__PROVIDED RECORDS__:

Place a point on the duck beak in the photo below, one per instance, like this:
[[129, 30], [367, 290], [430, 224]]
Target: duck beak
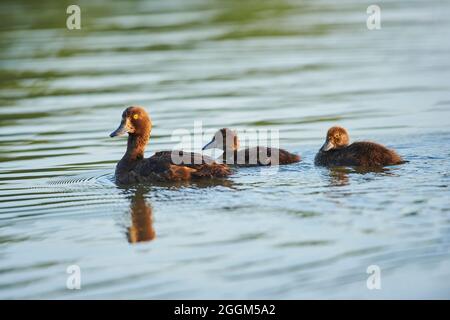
[[121, 130], [328, 145], [210, 145]]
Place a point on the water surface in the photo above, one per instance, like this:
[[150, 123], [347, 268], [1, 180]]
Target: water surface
[[295, 66]]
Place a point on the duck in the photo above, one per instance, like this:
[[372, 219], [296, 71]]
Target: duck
[[336, 151], [228, 141], [163, 166]]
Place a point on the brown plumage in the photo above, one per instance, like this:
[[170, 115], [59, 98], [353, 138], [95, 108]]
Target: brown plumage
[[336, 151], [162, 166], [228, 141]]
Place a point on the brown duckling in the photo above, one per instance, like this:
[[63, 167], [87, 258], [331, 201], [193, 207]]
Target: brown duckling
[[336, 151], [162, 166], [228, 141]]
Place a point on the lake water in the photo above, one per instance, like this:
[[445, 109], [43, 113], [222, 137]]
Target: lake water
[[294, 66]]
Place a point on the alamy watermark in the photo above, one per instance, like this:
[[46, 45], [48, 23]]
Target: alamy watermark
[[374, 280], [374, 20], [73, 22], [73, 281]]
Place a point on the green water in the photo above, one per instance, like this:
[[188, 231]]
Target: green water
[[294, 66]]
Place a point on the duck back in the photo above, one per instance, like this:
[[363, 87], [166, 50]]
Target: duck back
[[365, 154], [161, 167]]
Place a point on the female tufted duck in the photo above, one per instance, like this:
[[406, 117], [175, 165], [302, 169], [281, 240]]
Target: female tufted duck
[[133, 168], [336, 151], [228, 141]]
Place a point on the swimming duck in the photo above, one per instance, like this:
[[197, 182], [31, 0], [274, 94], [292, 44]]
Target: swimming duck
[[133, 168], [336, 151], [228, 141]]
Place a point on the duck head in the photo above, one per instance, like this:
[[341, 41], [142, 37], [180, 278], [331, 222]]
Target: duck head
[[337, 137], [135, 121], [224, 139]]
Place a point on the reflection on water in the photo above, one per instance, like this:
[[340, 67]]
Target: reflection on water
[[296, 66], [141, 229]]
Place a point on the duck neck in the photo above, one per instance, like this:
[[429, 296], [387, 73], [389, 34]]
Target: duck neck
[[229, 156], [136, 147]]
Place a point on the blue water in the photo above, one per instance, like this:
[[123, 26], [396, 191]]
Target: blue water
[[294, 66]]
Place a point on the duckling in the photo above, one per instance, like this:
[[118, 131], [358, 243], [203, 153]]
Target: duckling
[[336, 151], [133, 168], [228, 141]]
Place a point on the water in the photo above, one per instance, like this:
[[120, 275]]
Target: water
[[295, 66]]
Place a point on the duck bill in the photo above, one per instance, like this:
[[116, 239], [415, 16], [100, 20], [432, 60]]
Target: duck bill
[[328, 145], [121, 130], [210, 145]]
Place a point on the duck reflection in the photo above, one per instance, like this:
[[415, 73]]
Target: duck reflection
[[141, 229]]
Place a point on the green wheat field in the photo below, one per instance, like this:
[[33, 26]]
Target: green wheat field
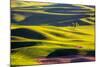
[[51, 33]]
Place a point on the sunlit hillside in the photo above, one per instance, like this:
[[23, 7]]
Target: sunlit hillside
[[48, 33]]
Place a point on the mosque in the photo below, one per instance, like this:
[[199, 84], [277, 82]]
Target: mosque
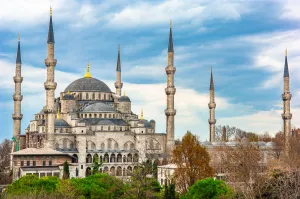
[[88, 122]]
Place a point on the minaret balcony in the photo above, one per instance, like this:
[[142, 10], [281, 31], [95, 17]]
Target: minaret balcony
[[17, 116], [50, 85], [170, 90], [17, 97], [286, 116], [212, 105], [286, 96], [170, 70], [50, 62], [170, 112], [118, 84], [18, 79], [212, 121]]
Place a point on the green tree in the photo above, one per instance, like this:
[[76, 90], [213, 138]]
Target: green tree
[[66, 173], [209, 188], [192, 161]]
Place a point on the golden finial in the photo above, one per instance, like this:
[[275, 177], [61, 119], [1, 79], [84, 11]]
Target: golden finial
[[286, 52], [88, 74], [142, 114], [58, 113]]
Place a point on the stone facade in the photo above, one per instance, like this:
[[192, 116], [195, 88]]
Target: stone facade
[[88, 121]]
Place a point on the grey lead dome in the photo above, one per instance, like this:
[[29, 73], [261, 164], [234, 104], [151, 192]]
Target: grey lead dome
[[88, 84]]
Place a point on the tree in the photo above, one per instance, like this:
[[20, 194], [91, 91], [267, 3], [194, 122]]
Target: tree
[[141, 185], [66, 173], [192, 162], [5, 150], [241, 165], [209, 188]]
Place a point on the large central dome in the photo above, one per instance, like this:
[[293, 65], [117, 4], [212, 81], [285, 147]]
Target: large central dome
[[88, 84]]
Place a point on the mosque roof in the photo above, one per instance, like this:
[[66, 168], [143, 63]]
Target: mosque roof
[[68, 97], [61, 123], [88, 84], [99, 107], [101, 121], [124, 99]]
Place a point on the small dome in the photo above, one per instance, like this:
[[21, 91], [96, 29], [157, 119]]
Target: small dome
[[206, 143], [270, 144], [88, 84], [68, 97], [61, 123], [124, 99], [99, 107]]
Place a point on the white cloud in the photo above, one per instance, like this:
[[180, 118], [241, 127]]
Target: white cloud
[[291, 9]]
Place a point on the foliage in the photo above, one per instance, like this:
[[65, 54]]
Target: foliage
[[5, 149], [142, 185], [209, 188], [95, 186], [192, 161], [66, 170], [96, 165]]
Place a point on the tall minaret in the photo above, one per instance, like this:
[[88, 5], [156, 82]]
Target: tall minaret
[[286, 97], [211, 106], [17, 116], [50, 86], [118, 83], [170, 91]]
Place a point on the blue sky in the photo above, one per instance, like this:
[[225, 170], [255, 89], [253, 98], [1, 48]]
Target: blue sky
[[244, 41]]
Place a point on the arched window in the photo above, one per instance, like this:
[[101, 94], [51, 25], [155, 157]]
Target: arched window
[[64, 143], [109, 144]]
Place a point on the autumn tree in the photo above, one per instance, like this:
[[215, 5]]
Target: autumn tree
[[242, 166], [5, 150], [192, 161]]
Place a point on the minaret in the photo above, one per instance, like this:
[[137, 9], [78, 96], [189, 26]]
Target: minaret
[[211, 106], [17, 116], [170, 92], [286, 97], [50, 86], [118, 83]]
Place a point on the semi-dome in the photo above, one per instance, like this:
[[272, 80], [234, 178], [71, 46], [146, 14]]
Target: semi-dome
[[124, 99], [61, 123], [88, 84], [99, 107]]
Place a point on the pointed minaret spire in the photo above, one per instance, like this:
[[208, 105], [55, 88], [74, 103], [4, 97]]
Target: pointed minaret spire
[[18, 60], [170, 111], [211, 105], [50, 32], [119, 60], [211, 80], [286, 97], [170, 46], [50, 86], [17, 97], [286, 66], [118, 83]]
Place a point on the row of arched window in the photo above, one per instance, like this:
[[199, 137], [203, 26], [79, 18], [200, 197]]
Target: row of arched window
[[114, 171], [100, 115], [106, 158], [94, 96]]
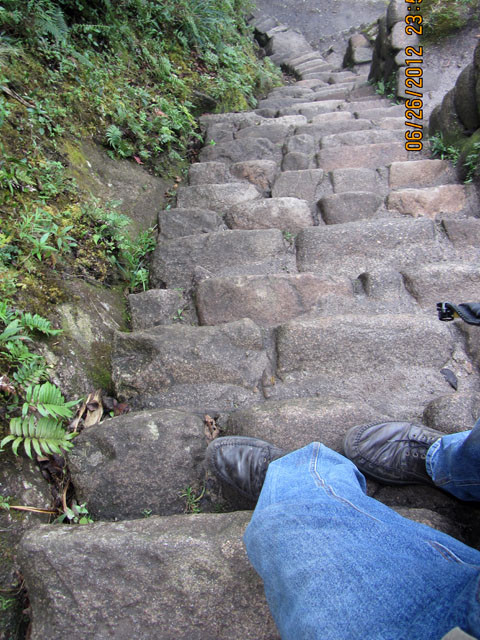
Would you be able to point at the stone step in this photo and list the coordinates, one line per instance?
(339, 208)
(421, 173)
(236, 252)
(463, 234)
(295, 423)
(290, 91)
(392, 362)
(319, 129)
(276, 133)
(176, 577)
(376, 113)
(216, 197)
(159, 306)
(370, 156)
(451, 199)
(240, 150)
(358, 180)
(304, 57)
(260, 173)
(389, 123)
(317, 64)
(285, 213)
(361, 137)
(433, 283)
(356, 247)
(310, 109)
(109, 470)
(309, 185)
(178, 222)
(371, 103)
(267, 300)
(197, 368)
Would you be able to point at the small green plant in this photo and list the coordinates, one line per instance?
(6, 603)
(75, 514)
(178, 315)
(192, 500)
(472, 162)
(446, 152)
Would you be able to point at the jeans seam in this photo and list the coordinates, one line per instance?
(319, 481)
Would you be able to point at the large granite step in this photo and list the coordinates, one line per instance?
(356, 247)
(432, 202)
(200, 368)
(286, 213)
(339, 208)
(370, 156)
(183, 577)
(267, 300)
(362, 137)
(421, 173)
(392, 362)
(217, 197)
(235, 252)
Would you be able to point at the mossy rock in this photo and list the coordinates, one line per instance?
(465, 99)
(469, 157)
(444, 120)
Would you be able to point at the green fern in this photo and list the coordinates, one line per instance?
(45, 435)
(47, 399)
(31, 372)
(37, 323)
(114, 136)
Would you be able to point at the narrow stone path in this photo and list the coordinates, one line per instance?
(295, 291)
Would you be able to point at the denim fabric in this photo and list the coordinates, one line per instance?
(453, 462)
(338, 565)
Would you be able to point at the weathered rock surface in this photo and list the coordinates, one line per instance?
(217, 197)
(292, 424)
(233, 252)
(155, 363)
(354, 247)
(430, 202)
(339, 208)
(175, 223)
(288, 214)
(155, 306)
(267, 300)
(178, 578)
(138, 463)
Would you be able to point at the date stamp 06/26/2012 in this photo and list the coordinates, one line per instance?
(414, 78)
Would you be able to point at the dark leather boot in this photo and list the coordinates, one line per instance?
(392, 452)
(242, 462)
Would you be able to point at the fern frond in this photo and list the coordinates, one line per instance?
(46, 436)
(31, 372)
(47, 399)
(37, 323)
(12, 330)
(113, 136)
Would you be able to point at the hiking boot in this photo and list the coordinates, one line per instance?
(392, 452)
(242, 462)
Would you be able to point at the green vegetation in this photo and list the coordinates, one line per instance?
(466, 156)
(441, 150)
(192, 499)
(35, 410)
(131, 75)
(443, 17)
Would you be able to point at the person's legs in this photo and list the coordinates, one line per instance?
(453, 463)
(338, 565)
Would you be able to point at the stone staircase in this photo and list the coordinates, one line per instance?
(294, 292)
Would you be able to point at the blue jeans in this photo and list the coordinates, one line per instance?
(338, 565)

__YOUR TASK__: Count every line in the preceding entries where the string "below" appears, then state only the total.

__TASK OUTPUT__: 3